+++ TASK INPUTS
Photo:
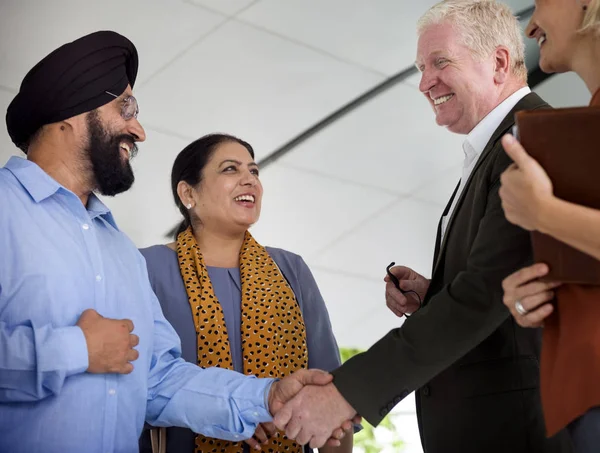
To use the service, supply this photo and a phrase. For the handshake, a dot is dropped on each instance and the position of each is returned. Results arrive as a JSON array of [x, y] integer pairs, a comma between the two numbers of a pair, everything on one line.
[[309, 408]]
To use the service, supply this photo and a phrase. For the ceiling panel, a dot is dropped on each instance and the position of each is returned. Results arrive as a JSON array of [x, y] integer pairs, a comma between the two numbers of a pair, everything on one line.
[[160, 29], [228, 7], [564, 90], [405, 233], [304, 212], [391, 142], [377, 34], [252, 84]]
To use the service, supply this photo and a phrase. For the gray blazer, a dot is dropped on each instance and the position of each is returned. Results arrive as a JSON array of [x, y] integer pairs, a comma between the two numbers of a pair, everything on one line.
[[166, 281]]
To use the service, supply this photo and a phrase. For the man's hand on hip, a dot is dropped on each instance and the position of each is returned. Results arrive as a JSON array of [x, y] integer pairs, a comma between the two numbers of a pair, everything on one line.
[[110, 343]]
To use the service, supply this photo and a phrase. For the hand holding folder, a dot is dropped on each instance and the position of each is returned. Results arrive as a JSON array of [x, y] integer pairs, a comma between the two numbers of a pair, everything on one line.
[[566, 143]]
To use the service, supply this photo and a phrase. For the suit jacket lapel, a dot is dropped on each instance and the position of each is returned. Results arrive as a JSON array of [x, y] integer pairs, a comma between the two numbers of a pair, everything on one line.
[[438, 239], [530, 101]]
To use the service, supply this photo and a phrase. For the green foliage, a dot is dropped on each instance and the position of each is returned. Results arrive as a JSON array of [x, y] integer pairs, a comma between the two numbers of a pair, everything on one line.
[[366, 439]]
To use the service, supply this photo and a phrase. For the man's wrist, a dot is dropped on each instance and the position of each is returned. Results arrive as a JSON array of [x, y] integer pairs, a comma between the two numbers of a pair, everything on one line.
[[545, 214], [269, 390]]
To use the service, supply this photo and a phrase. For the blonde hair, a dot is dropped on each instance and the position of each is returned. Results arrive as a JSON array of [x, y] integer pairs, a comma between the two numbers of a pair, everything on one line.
[[591, 18], [484, 25]]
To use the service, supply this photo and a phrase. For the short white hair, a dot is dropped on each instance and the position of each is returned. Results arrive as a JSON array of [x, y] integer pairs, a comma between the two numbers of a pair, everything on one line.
[[591, 19], [484, 25]]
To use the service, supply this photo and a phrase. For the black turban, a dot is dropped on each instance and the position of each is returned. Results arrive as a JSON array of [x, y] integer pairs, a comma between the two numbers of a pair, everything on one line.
[[72, 80]]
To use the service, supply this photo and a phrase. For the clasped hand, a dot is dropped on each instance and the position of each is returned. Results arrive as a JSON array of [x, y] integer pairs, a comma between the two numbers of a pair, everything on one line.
[[310, 409]]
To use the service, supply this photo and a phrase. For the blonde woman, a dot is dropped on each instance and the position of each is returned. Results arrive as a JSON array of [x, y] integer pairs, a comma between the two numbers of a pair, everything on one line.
[[568, 32]]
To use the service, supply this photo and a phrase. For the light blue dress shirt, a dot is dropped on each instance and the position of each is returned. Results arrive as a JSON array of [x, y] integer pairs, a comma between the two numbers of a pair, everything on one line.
[[57, 259]]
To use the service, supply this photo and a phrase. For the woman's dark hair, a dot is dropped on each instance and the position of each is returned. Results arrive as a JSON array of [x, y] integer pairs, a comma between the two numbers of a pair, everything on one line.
[[190, 163]]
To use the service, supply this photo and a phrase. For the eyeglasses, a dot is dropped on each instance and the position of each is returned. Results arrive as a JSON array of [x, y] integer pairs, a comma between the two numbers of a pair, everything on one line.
[[130, 108], [396, 283]]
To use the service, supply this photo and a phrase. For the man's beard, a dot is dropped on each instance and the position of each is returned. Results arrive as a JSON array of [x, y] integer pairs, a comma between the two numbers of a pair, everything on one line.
[[111, 174]]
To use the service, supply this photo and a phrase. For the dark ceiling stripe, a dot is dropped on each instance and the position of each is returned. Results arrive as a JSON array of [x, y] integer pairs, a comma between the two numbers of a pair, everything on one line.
[[364, 98]]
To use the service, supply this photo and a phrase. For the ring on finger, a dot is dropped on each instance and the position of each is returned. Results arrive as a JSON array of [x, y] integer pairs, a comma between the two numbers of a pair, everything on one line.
[[520, 308]]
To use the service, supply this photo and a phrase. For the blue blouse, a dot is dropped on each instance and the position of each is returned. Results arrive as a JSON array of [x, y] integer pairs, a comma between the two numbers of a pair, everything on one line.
[[165, 278]]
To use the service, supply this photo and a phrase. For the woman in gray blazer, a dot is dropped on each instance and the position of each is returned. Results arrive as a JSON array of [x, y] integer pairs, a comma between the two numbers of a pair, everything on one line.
[[234, 303]]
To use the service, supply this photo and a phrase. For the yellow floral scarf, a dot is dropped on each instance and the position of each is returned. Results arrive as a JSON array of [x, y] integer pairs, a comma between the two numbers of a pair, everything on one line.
[[273, 331]]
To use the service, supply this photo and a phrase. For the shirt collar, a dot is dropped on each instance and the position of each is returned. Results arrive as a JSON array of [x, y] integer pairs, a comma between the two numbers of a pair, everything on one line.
[[40, 186], [478, 138]]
++++++
PROBLEM: Every line is to be duplicated exactly, though pictures stay out.

ANSWER FOR THIS EXERCISE:
Photo:
To use the service, supply this photo and a phrase. For the handshake, a dot is dropped on each instance and the position of each is returned. Results arrive as a JSON array of [x, y] integer pairs, a comma between the two numbers of a pair, everything on one line.
[[309, 408]]
To use the service, supply this photo and a phrase. For the ceiling panel, a dot is dropped on each instance and the position of each is returned. Results arrive as a JSON array of [x, y] integer pairs, a comma between the two numbers of a pair, everything on one line.
[[160, 29], [228, 7], [564, 90], [405, 233], [304, 212], [391, 142], [377, 34], [252, 84]]
To use the service, supply this photo and a phrase. For the gray blazer, a dot is dropped on each instance and the position of each is returned. Results arrive as a JSON array of [x, y] integer pairs, a comma between the two numbers of a pair, everything on one line.
[[166, 281]]
To use the service, supply this photo and a phrase. For the man's hand on hip, a dot is dropped on each instance and the position of each is returned. Results arrive as a JSON array of [x, y] integer pairs, a comma between the two numbers of a pair, everything on one line.
[[110, 343]]
To use the service, supply this photo and a phrase. For the hand holding folder, a dot is dropped on each instance and the position of each is returned. Results arrive as a JSON array of [x, y] integer pairs, a comma between the two numbers of a pair, everything on one line.
[[566, 143]]
To use the service, supply this photo and a phrase. For the suit jacket lapel, a dot is dropped on each instance and the position of each is returned. Results arrive as a JSON array of [x, y] integer pairs, a comma between the two numbers of a pair, everything on one line.
[[438, 239], [530, 101]]
To use the service, supply this photo and a phrase. For the green foliage, a dot is dropped on each instance and the position of each is returned. Results arrive as a JSON array of [x, y] integer pairs, a comma between the two numbers of a pair, everything on one line.
[[366, 439]]
To use the service, supply this photo and a phrase. For the man's wrist, a dot is dropped on each instance and the position of each is returned. Results arrive as a JSON array of [x, y] integer pairs, a comma between the two numbers of a pair, everything on one line.
[[545, 214], [269, 390]]
To use the service, supply this photo and a phrase. For the blonde hair, a dot is dropped on each instance and the position of each is returned. Results arrive as a JSON array of [x, y] integer pairs, a comma between the two numbers of a pair, everything on one line.
[[591, 18], [484, 25]]
To use the service, supply this photo and a phrase. For the short white hair, a dot is dropped on each instance and the position of each is returned. Results arrive as a JSON array of [x, y] integer pairs, a comma between the two numbers of a pair, everything on one line.
[[591, 19], [484, 25]]
To use the service, supply this photo and a phrase. For the black turban, a dot is dropped on each instance and the position of each is returned. Results arrive as a JSON array of [x, y] integer pairs, a comma between the two numbers of a pair, everything on one line.
[[72, 80]]
To use the service, supply this photo and a phrase. For the clasped hand, a dot is dropped on each instance and the position of each is returned. Results arrive as a JSON array of [x, y] integer pairs, a comma between the two numbers of a pair, everything on one line.
[[310, 409]]
To use the service, supply this photo and a phrase. For the blonde woman, a dot is dropped on each instance and the position of each is returned. Results arrive as a JSON array of [x, y] integer pairs, a comma between the two numbers of a pair, everything on one line.
[[568, 32]]
To use the service, supply this photo and a phrase. For the light blue dress shirt, a dot is dropped on each instance and the position of each is returned. Results arrive as a JSON array of [x, y] integer pairs, a comma between the two numbers of a pair, everything on one line.
[[57, 259]]
To use the service, supply this photo and a phrase. For the woman's dark hair, a dot is dropped on each instance and the position of each is returned. Results arrive as a JSON array of [x, y] integer pairs, a comma between the two numbers of a pair, everything on one line.
[[190, 163]]
To use the service, supply this photo and a phrase. For the eyeglasses, a dot is dropped on each instance and the position of each is returned. Results arrive as a JSON array of [x, y] integer pairs, a comma between the two numbers of a pair, everything on one line.
[[130, 108], [396, 283]]
To use the service, supply this photo and a phrase. For the man's beard, a dot is dropped on each instance and the position of each is returned. Results arrive as a JSON array of [x, y] integer pairs, a comma between the two numbers of a pair, everything on one line.
[[111, 174]]
To use the service, supply this photo and a phrase. For the dark ceiling stripe, a dot is dropped on each instance and the position of each is returned. Results arrive as a JSON array of [x, y] integer pairs, a comma between the two numbers of a pair, everything on one line.
[[364, 98]]
To use the service, supply this photo and a phrase. For the ring on finger, a dot is dropped on each instance and the position of each is returned. Results arrive as a JSON array of [x, y] integer pairs, a comma between the two numbers of a pair, everything on one line.
[[520, 308]]
To use the service, supply this photo and a phrase. For the blue blouse, a dot is dropped on each instance and the position of each is returned. Results arrive as a JSON array of [x, y] integer pairs, a comma between the two numbers of a pair, everything on one line.
[[165, 278]]
To use the service, supply this photo and a phrase. For the woman in gray blazer, a dot is dropped on each instance and the position of each is returned. Results arrive as a JSON array of [x, y] integer pairs, a comma between the two numbers of a pair, everything on one line.
[[234, 303]]
To use the service, supply this photo and a phrase. For the yellow floral scarf, a dot is dropped on each instance and the position of each is returned. Results arrive as a JSON array of [x, y] integer pairs, a comma between the two numbers of a pair, everything on one line.
[[273, 331]]
To use the service, supply this photo and a phrase. For the shirt collar, a dot is dropped on each instance and the position of each is returned. Results arrive as a JSON array of [x, y] integer pairs, a comma between the two numbers of a pair, everything on one line.
[[40, 186], [478, 138]]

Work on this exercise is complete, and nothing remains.